_WORK INSTRUCTIONS_
Find "of the yellow" in the material below, then copy that line and every subsequent line to the end, exactly.

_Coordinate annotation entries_
__________

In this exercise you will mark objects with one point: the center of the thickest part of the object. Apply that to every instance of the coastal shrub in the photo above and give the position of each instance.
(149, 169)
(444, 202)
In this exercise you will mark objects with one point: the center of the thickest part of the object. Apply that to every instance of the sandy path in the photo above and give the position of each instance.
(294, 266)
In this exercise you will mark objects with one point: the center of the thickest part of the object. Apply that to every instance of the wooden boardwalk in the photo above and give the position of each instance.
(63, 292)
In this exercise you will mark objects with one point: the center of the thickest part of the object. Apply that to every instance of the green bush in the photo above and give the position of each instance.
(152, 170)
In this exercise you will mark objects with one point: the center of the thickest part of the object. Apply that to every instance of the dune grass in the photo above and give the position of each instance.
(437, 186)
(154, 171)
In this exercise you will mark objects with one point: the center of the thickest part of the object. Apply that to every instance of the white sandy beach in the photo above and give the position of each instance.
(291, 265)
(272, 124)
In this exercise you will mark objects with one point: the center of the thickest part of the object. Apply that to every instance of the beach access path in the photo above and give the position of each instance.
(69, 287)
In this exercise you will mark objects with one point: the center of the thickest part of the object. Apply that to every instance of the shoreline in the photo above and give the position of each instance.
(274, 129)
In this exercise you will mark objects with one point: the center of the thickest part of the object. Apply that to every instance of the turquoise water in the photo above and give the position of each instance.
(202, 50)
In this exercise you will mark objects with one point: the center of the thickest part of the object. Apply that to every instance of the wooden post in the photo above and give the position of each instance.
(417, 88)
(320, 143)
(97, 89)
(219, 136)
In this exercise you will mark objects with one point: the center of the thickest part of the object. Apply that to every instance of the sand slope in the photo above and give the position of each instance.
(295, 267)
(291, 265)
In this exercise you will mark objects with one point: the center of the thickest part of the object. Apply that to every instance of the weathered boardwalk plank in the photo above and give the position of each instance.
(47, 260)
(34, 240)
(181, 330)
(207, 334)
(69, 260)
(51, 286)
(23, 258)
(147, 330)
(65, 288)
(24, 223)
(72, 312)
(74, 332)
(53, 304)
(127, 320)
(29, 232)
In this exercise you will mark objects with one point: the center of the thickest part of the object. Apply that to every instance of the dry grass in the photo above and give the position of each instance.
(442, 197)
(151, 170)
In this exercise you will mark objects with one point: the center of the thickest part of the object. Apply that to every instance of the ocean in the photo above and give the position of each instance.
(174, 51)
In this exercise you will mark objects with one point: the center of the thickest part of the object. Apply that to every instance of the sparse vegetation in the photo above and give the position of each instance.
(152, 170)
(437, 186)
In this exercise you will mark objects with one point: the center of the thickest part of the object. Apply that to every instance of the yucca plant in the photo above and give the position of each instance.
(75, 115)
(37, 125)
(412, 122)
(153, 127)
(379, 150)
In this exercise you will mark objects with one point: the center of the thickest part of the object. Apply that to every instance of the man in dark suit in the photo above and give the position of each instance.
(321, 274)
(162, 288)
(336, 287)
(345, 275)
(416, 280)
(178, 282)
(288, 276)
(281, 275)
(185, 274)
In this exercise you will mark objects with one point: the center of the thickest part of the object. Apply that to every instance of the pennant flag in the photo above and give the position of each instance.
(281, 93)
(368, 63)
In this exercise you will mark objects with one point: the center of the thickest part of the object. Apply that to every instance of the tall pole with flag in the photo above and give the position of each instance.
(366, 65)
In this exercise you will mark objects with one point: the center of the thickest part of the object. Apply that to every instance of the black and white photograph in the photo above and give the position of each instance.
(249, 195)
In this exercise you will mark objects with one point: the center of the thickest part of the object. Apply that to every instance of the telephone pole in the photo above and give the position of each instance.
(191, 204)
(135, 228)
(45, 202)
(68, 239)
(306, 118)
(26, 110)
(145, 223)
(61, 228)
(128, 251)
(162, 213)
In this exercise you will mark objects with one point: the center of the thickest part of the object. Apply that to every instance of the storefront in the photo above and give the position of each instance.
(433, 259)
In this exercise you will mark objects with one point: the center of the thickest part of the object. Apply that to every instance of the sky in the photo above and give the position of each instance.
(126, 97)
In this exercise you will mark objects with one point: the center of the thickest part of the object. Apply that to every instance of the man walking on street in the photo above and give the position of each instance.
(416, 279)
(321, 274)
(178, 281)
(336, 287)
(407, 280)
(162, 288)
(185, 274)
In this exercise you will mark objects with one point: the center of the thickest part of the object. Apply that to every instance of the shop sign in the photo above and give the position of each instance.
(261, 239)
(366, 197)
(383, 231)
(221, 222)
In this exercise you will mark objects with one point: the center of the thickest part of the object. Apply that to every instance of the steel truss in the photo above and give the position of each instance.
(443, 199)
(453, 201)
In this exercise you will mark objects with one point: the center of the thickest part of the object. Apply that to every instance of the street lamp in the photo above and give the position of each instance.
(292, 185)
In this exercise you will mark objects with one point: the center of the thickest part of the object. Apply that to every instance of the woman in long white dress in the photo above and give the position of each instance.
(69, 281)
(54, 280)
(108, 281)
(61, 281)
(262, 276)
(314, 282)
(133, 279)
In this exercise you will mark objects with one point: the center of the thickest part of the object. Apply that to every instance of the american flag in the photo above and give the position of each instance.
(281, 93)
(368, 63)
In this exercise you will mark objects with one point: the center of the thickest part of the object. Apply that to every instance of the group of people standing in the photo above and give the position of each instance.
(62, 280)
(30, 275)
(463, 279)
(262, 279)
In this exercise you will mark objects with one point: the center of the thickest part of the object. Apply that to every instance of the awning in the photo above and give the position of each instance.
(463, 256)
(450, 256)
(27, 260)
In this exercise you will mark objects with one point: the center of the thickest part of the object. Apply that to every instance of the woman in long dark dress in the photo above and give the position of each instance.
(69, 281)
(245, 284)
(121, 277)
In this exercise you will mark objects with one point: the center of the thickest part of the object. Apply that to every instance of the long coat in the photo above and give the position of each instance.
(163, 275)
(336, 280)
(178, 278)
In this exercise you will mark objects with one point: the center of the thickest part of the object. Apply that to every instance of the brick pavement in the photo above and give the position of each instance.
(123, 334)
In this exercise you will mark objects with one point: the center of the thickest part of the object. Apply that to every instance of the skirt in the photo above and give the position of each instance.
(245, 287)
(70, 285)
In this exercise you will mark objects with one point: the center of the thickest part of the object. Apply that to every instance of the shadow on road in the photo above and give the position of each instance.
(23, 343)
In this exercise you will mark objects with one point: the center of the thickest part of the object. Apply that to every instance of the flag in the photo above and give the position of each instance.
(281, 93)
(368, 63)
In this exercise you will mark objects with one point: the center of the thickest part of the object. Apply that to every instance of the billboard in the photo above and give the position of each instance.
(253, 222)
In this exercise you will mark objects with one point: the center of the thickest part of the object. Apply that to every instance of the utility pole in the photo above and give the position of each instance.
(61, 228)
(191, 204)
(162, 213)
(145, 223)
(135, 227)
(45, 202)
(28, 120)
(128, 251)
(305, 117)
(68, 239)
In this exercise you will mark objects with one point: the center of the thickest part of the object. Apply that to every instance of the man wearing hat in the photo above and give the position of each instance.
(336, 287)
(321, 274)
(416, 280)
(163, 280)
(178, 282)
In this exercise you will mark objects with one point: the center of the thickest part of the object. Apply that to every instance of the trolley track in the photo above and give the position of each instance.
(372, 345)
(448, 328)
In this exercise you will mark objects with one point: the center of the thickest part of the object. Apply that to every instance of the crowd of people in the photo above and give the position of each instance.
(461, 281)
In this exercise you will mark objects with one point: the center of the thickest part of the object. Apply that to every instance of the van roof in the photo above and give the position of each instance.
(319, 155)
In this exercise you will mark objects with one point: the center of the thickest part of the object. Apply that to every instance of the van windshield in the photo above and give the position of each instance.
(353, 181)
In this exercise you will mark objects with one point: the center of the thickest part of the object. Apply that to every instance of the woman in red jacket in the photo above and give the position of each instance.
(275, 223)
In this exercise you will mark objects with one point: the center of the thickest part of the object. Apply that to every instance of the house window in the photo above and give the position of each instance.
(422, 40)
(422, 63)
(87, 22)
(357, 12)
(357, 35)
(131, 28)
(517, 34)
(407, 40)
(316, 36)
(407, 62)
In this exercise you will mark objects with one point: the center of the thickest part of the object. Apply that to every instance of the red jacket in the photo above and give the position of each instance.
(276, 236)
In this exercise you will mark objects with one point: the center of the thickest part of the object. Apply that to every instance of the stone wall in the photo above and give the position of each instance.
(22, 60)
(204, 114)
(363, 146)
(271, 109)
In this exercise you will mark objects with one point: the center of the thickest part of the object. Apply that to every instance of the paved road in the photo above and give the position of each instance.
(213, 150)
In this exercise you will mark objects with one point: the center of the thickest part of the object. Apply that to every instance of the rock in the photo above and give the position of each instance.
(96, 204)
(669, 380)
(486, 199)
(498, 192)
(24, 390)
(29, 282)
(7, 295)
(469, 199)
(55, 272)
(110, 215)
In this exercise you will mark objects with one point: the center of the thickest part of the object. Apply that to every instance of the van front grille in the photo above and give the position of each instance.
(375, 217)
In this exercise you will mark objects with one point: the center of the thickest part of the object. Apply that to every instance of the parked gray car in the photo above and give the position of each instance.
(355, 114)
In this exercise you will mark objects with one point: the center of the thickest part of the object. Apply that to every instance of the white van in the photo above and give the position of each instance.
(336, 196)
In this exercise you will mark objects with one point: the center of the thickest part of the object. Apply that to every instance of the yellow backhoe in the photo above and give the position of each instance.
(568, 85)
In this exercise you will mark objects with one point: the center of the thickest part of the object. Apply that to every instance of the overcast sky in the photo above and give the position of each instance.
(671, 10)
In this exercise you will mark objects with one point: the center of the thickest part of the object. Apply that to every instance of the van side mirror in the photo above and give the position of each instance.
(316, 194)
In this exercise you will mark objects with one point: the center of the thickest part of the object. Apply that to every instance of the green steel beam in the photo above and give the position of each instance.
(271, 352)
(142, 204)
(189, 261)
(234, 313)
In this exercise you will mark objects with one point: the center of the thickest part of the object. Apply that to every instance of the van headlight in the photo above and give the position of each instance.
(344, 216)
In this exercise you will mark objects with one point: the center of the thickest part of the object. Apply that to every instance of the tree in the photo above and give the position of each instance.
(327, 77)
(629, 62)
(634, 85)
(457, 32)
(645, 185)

__________

_FULL RESPONSE_
In this exercise you will mark objects with one point: the center of the thickest part of the object. Apply that to every instance of the yellow backhoe in the photo above and give the position of each instance.
(568, 85)
In this exercise you will mark objects with one point: the center of the thickest part of the object. Apply that to every instance of the overcast sky in the photo above and give the position of each instance.
(671, 10)
In this exercise you will mark objects with one point: the center of the thickest part of the object. Apply that to every instance of the van side mirror in the photo above and give the position of each instance.
(316, 194)
In this exercise you will mark objects with one point: the center of the thickest part of the object. Apply that to every instance of the green steel beam in the photo above and give the position of each instance.
(271, 352)
(142, 204)
(189, 261)
(234, 313)
In this exercise you will mark objects with one point: the center of the thickest part of the object. Apply that to every instance of the van headlight in the photo above and give the position of each instance.
(344, 216)
In this exercise you will mark objects with one point: the center of the thickest part of the object. Apply that to every instance of the tree in the photo above and give the position of each instance.
(327, 77)
(629, 62)
(634, 85)
(457, 32)
(645, 185)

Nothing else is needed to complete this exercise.